Records from a point labeling set
begin

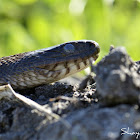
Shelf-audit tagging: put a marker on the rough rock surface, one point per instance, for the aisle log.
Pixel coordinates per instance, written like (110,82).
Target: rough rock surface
(101,111)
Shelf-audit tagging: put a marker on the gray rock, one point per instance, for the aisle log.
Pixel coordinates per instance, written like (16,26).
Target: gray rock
(117,78)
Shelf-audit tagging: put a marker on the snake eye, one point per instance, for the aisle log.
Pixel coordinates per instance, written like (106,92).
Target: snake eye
(69,48)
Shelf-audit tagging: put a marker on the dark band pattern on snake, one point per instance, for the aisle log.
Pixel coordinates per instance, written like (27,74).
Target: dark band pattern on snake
(30,69)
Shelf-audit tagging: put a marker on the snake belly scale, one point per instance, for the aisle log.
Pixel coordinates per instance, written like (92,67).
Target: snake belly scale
(48,65)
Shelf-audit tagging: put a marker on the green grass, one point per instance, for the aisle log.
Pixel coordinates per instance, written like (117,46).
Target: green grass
(27,25)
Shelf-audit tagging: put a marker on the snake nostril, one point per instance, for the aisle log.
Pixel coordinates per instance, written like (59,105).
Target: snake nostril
(69,48)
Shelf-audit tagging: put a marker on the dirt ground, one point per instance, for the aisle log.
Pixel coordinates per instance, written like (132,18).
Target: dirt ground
(104,108)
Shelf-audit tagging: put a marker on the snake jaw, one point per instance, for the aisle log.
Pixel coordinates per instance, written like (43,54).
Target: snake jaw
(44,66)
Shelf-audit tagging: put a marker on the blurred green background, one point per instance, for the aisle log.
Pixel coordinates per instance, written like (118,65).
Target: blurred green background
(27,25)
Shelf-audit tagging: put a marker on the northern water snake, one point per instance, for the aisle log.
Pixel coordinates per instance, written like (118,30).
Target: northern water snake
(48,65)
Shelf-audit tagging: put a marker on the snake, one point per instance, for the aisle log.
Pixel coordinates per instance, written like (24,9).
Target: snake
(48,65)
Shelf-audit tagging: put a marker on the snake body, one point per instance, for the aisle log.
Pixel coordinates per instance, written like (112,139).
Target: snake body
(47,65)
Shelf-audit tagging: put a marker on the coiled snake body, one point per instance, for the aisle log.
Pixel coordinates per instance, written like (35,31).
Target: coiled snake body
(48,65)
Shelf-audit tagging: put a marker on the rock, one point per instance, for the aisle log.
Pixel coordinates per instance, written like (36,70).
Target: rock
(117,78)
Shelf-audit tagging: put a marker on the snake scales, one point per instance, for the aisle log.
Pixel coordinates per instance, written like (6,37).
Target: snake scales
(47,65)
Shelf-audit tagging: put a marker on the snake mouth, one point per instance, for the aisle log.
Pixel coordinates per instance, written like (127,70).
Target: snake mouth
(67,68)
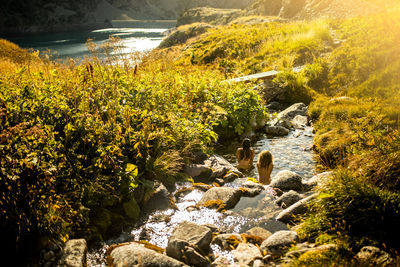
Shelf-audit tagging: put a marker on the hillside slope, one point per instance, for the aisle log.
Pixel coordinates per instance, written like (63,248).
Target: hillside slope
(19,17)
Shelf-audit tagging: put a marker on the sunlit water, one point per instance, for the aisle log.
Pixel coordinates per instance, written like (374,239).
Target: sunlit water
(73,44)
(290,153)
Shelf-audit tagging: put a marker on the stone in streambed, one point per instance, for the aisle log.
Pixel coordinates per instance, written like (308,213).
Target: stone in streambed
(278,243)
(287,180)
(276,130)
(300,122)
(220,198)
(288,199)
(245,254)
(259,231)
(227,241)
(74,254)
(300,207)
(133,254)
(187,236)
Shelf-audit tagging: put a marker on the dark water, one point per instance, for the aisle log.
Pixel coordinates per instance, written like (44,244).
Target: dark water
(72,44)
(292,152)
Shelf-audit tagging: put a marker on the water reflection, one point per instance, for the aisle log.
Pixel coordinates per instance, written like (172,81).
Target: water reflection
(72,44)
(290,153)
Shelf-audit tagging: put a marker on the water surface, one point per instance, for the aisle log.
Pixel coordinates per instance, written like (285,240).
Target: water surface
(73,44)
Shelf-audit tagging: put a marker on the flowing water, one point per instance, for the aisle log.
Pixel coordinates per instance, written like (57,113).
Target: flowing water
(292,152)
(73,44)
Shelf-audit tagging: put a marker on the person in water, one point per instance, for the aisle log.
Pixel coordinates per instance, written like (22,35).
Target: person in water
(245,155)
(264,167)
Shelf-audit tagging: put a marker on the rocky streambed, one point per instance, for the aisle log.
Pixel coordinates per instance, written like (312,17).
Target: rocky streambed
(229,219)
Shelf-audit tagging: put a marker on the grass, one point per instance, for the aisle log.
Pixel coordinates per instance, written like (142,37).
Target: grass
(95,135)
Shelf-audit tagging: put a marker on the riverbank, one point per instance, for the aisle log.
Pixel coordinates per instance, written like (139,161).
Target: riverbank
(113,133)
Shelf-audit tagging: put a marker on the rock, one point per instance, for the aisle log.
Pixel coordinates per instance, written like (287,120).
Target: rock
(250,184)
(198,171)
(292,111)
(74,255)
(212,227)
(300,207)
(220,167)
(287,180)
(278,192)
(219,181)
(300,122)
(131,209)
(194,258)
(245,254)
(274,106)
(258,263)
(318,179)
(250,192)
(157,200)
(188,235)
(278,243)
(134,254)
(227,241)
(373,256)
(288,199)
(259,231)
(230,177)
(306,247)
(220,197)
(282,122)
(276,130)
(221,261)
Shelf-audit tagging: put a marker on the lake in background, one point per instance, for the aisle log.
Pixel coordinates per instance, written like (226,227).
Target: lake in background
(73,44)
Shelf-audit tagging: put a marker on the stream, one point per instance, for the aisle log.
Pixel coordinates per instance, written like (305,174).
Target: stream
(292,152)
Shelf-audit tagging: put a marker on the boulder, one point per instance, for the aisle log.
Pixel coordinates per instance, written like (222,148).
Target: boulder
(300,122)
(311,248)
(250,192)
(134,254)
(245,254)
(282,122)
(288,199)
(318,179)
(278,243)
(250,184)
(287,180)
(220,167)
(293,111)
(276,130)
(373,256)
(259,231)
(186,237)
(274,106)
(227,241)
(221,261)
(220,197)
(194,258)
(74,254)
(230,177)
(300,207)
(198,171)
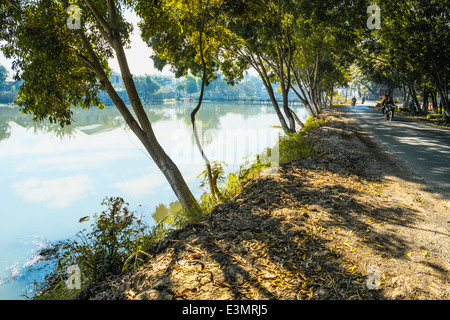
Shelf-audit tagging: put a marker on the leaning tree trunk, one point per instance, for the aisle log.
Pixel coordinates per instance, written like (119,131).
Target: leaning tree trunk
(212,184)
(142,127)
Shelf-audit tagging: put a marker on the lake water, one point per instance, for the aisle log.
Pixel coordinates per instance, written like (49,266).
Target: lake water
(50,176)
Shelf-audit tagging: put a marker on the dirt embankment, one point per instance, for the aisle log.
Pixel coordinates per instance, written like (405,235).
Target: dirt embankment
(349,223)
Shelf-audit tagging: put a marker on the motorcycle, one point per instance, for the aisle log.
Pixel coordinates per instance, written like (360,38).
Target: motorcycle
(389,111)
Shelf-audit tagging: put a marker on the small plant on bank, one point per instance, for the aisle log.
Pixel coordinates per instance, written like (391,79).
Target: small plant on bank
(117,241)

end

Apart from the pictures, the entries above are to be repeated in full and exactly.

Shelf-audit tagging: put a marker on the rough rock surface, one point per instance, for the aisle log.
Pixel coordinates per instance, written like (110,82).
Target: rough rock surface
(101,111)
Shelf-audit tagging: put a marker on the gray rock, one point per instance, for the aisle log.
Pixel coordinates per instance, written like (16,26).
Target: gray rock
(117,78)
Shelf-audit tagging: put a marker on the snake eye, one point per instance, for the aisle log.
Pixel coordinates per instance, written like (106,92).
Target: snake eye
(69,48)
Shelf-audit tagging: put a marker on the dark band pattern on snake, one point per instance, for the aisle log.
Pixel coordinates per instance, written like (27,74).
Target: dark band pattern on snake
(30,69)
Shelf-audit tagging: put a marker on the snake belly scale, one point per instance, for the aisle log.
Pixel coordinates per instance, written like (92,67).
Target: snake belly scale
(48,65)
Shelf-audit tagging: put a marker on the green grass, one point per instance, for the aisle log.
Pixel coordinates per instance, written like (117,46).
Target: green grass
(27,25)
Shelf-audit tagging: put a marker on the snake nostril, one point per instance, for the aisle log.
Pixel coordinates per instance, written like (59,105).
Target: snake nostril
(69,48)
Shelf-audit tagging: put a marker on the dirt ground, one point per instance, for the aisle log.
Pixel coordinates per instance, written like (132,18).
Target: dirt ground
(104,108)
Shelf-audit tagging: put a marker on the snake jaw, one point per instance, for the aisle log.
Pixel coordinates per instance, written like (43,54).
Target: snake jaw
(44,66)
Shelf-audit tagging: put a marker on the blurred green background, one point per instance, for the aisle log.
Pixel coordinates per instance, written like (118,65).
Target: blurred green background
(27,25)
Shelf-audit tagging: put a marker on the northern water snake, one point per instance, for the aisle log.
Pixel coordinates per instance, written like (118,30).
Target: northern water snake
(48,65)
Shelf-audit tagging: put a marker on the snake, one point per instance, for the aisle log.
Pixel coordinates per instance, written like (24,9).
Target: snake
(48,65)
Shelf-audit tagging: put a marker on the snake body, one point per instance, for the aisle log.
Pixel coordinates per instance, written like (112,139).
Target: snake body
(47,65)
Shelf-audit tagging: put a marker on the coiled snake body, one point per instance, for the aisle log.
Pixel coordinates per instance, written like (35,31).
Target: coiled snake body
(48,65)
Shelf-audit tagging: put a marker on the rock, one point per instance, for the aisle log.
Pixel coordinates per instance, written like (36,70).
Target: rock
(117,78)
Shelf-audit tagging: put a marker on the snake scales, one point per instance, for the aisle log.
Pixel coordinates per instance, written like (6,37).
Target: snake scales
(47,65)
Shelf-audit tagging: put a marker on the snake mouth, one point per instance, for the aisle log.
Pixel coordinates per instance, written like (127,70).
Target: snake mouth
(67,68)
Shelf-audit tagging: put a marker on the hillside slope, one point per instance, for the aisle log.
Pixel coordinates per instance, written like (63,248).
Target: hillside slope
(19,17)
Shelf-audit tagging: put a marker on the sunlit water, one point per instance, for the aisle log.
Pixel coordinates per instance, written like (374,239).
Target: sunlit water
(73,44)
(290,153)
Shelf-audit tagging: put a marker on the stone in streambed, one point per instance, for the aisle log.
Pixel coordinates per instance, written like (308,213).
Target: stone in streambed
(278,243)
(287,180)
(276,130)
(300,122)
(220,198)
(288,199)
(245,254)
(259,231)
(227,241)
(74,254)
(300,207)
(133,254)
(187,236)
Shelf-audit tagging: put a marker on the dark water, one point per instance, for the aisle log.
Pixel coordinates per instance, written like (44,244).
Target: dark water
(72,44)
(292,152)
Shelf-audit tagging: put a marker on the water reflection, one point per instance, for the aisle log.
Pixel coordinates per instance, written like (172,81).
Target: water reflection
(72,44)
(290,153)
Shelf-audit tagging: put a marker on the water surface, one point per instance, for the aisle log.
Pixel coordinates per instance, written like (285,240).
Target: water surface
(73,44)
Shelf-audit tagging: put a marker on the flowing water, one point per instance, for the aisle log.
Pixel coordinates per instance, written like (57,113).
Target: flowing water
(292,152)
(73,44)
Shelf-audit tagging: put a marker on the person in water, one point per instance, for the aisle log.
Pixel coordinates per instance, written like (22,35).
Target: person in water
(245,155)
(264,167)
Shelf-audit tagging: put a marker on the rocky streambed, one point per instance, for the aisle log.
Pixel coordinates per instance, written like (312,17).
Target: rocky streambed
(229,219)
Shelf-audit tagging: put a marker on the grass, one point per instance, for the aisle log.
Pixel coordinates per instance, written like (142,37).
Target: grass
(95,135)
Shelf-audit tagging: put a marker on the riverbank, one point per instance, for the aisle log.
Pixel coordinates per instance, written like (139,161).
Target: riverbank
(113,133)
Shelf-audit tagging: put a marker on the rock, one point per instance, for the aisle log.
Pixel coordinates per instance, written like (287,120).
Target: rock
(250,184)
(198,171)
(292,111)
(74,255)
(212,227)
(300,207)
(220,167)
(287,180)
(278,192)
(219,181)
(300,122)
(131,209)
(194,258)
(245,254)
(274,106)
(258,263)
(318,179)
(250,192)
(157,200)
(188,235)
(278,243)
(134,254)
(227,241)
(373,256)
(288,199)
(259,231)
(230,177)
(306,247)
(220,197)
(282,122)
(276,130)
(221,261)
Shelf-audit tagging: put a marker on the lake in background, one point per instance, for the aisle log.
Pixel coordinates per instance, written like (226,227).
Target: lake in background
(73,44)
Shelf-audit tagging: put a marker on the stream, one point per instance, for the aisle log.
Pixel coordinates per instance, written like (305,174).
Target: stream
(292,152)
Shelf-audit tagging: put a marker on the boulder, one point per instance, for the aisle log.
Pixel coordinates per instance, written like (222,148).
Target: boulder
(300,122)
(311,248)
(250,192)
(134,254)
(245,254)
(282,122)
(288,199)
(318,179)
(278,243)
(250,184)
(287,180)
(220,167)
(293,111)
(276,130)
(373,256)
(259,231)
(186,237)
(274,106)
(227,241)
(221,261)
(220,197)
(194,258)
(74,254)
(230,177)
(300,207)
(198,171)
Shelf-audit tagging: put a marker on the leaning tree trunk, one point per instance, for the aisle log.
Pixel coordinates per instance, written like (119,131).
Target: leaning tree trunk
(212,184)
(142,127)
Shelf-audit tagging: put a marker on the lake water, one point per instance, for the aisle log.
Pixel coordinates per instance, written like (49,266).
Target: lake water
(50,176)
Shelf-audit tagging: put a marker on the dirt embankment, one point per instance, for the aisle log.
Pixel coordinates per instance, written like (405,235).
Target: dirt embankment
(349,223)
Shelf-audit tagging: put a marker on the motorcycle, one point per instance, for the aisle log.
Pixel coordinates per instance, written like (360,38).
Target: motorcycle
(389,111)
Shelf-audit tagging: put a marker on the small plant on bank, one point per instance, for the aisle log.
Pixel coordinates per instance, written like (391,79).
Target: small plant on bank
(117,241)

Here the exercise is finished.